>> Begin Data listing
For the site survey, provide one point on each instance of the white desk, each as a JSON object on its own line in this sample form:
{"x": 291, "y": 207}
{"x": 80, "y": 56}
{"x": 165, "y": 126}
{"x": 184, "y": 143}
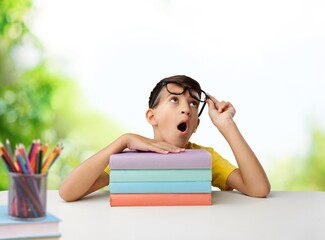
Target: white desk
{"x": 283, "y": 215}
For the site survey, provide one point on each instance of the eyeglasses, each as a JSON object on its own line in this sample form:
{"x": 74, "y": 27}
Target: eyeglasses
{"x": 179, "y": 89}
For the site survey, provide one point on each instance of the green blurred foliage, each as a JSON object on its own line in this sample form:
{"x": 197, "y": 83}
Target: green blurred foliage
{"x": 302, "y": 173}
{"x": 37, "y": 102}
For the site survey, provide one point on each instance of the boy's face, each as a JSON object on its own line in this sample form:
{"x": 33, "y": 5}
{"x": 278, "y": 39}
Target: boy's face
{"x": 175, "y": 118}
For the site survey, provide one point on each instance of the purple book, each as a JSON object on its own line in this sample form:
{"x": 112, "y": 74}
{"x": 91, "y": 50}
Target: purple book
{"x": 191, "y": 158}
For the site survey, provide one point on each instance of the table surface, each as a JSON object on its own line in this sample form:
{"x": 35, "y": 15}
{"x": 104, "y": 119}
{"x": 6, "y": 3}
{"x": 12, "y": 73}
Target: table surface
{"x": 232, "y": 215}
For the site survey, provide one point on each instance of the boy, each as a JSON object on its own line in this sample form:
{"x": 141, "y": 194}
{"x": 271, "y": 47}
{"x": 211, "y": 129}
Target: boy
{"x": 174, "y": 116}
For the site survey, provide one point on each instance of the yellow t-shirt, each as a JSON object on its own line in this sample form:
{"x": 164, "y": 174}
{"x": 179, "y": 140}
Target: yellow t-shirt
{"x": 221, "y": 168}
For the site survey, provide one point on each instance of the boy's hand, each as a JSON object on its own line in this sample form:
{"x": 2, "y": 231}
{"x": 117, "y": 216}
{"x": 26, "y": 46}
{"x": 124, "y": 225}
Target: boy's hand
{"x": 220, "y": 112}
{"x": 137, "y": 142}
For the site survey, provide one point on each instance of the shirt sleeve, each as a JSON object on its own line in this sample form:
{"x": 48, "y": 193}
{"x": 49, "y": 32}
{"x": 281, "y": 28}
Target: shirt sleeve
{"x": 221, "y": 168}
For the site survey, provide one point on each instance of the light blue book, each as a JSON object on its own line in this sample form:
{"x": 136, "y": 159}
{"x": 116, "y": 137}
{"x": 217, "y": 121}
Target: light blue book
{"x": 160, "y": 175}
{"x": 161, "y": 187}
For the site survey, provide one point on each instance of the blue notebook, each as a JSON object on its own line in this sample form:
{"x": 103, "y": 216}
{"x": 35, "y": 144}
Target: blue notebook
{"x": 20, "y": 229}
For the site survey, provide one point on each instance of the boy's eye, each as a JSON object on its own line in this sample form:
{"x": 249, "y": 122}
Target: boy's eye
>> End Data listing
>> Begin Data listing
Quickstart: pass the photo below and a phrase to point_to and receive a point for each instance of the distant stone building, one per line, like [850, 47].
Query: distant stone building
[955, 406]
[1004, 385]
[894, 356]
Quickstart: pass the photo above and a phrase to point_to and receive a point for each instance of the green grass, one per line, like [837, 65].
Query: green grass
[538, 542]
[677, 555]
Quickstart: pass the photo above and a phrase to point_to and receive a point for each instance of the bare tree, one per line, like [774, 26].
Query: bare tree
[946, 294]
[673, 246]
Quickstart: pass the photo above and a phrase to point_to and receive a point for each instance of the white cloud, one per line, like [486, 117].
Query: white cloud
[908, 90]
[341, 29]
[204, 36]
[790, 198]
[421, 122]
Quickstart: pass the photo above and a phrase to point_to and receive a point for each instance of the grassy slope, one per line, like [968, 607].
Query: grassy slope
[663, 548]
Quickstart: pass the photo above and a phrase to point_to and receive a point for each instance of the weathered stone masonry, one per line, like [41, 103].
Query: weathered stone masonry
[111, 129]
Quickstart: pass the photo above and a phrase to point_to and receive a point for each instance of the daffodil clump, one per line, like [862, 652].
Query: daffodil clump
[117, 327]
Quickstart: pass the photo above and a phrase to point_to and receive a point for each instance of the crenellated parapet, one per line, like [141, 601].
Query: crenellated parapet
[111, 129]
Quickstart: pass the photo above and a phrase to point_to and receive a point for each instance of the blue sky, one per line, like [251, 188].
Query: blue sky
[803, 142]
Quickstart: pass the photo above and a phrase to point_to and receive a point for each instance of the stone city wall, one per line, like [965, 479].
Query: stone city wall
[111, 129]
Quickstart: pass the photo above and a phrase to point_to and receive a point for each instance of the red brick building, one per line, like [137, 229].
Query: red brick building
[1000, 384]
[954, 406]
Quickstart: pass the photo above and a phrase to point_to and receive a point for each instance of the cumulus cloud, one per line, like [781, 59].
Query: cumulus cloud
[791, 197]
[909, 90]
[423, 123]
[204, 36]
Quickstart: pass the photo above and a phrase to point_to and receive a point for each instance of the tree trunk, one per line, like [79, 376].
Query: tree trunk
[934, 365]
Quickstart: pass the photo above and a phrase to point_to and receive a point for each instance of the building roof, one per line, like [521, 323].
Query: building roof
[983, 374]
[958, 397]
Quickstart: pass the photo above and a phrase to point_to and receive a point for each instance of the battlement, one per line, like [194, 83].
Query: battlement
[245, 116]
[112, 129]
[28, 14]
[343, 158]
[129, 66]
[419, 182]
>> End Data listing
*Aim of the exercise*
Scale the listing between the lines holding "of the table" and "Target: boy's eye", inclusive, by writing all of those lines out again, requests included, with each answer's x and y coordinates multiplied by 2.45 and rounded to whole numbers (halves go up). Leave the numbers in the requests and their sample points as they are.

*Exercise result*
For the site survey, provide one point on each instance of the table surface, each as a JSON object on its own line in this sample form:
{"x": 35, "y": 15}
{"x": 104, "y": 119}
{"x": 6, "y": 3}
{"x": 12, "y": 73}
Target: table surface
{"x": 568, "y": 527}
For the site survey, provide one point on each instance of the boy, each as a JSON object on its own line in this sample form:
{"x": 141, "y": 194}
{"x": 271, "y": 47}
{"x": 211, "y": 129}
Target: boy
{"x": 426, "y": 284}
For the site survey, provide one point on each instance of the yellow t-shirt, each as a JSON object on its own line in this sample form:
{"x": 164, "y": 174}
{"x": 179, "y": 140}
Target: yellow t-shirt
{"x": 541, "y": 412}
For the site survey, provide one point on each instance of the boy's hand, each as a JSON object on its own line in this sample form:
{"x": 2, "y": 231}
{"x": 117, "y": 216}
{"x": 26, "y": 46}
{"x": 124, "y": 225}
Target: boy's hand
{"x": 539, "y": 274}
{"x": 336, "y": 348}
For the site survey, provide one point on each instance of the shirt sleeve, each as a JSON object on its own line in this sample form:
{"x": 48, "y": 193}
{"x": 49, "y": 32}
{"x": 281, "y": 28}
Target: shirt sleeve
{"x": 541, "y": 412}
For the site survey, provide one point on each instance of the light blue book, each as a JSON object on its own line in this sample form:
{"x": 136, "y": 159}
{"x": 116, "y": 137}
{"x": 217, "y": 121}
Target: light blue book
{"x": 392, "y": 429}
{"x": 394, "y": 458}
For the site survey, provide one point on each instance of the blue notebook, each as a JSON object on its own line in this sample form:
{"x": 103, "y": 216}
{"x": 35, "y": 144}
Target: blue notebook
{"x": 49, "y": 561}
For the site survey, provide one point on each instance of the boy's eye, each as a JSON object on its own line in this sample form:
{"x": 249, "y": 122}
Target: boy's eye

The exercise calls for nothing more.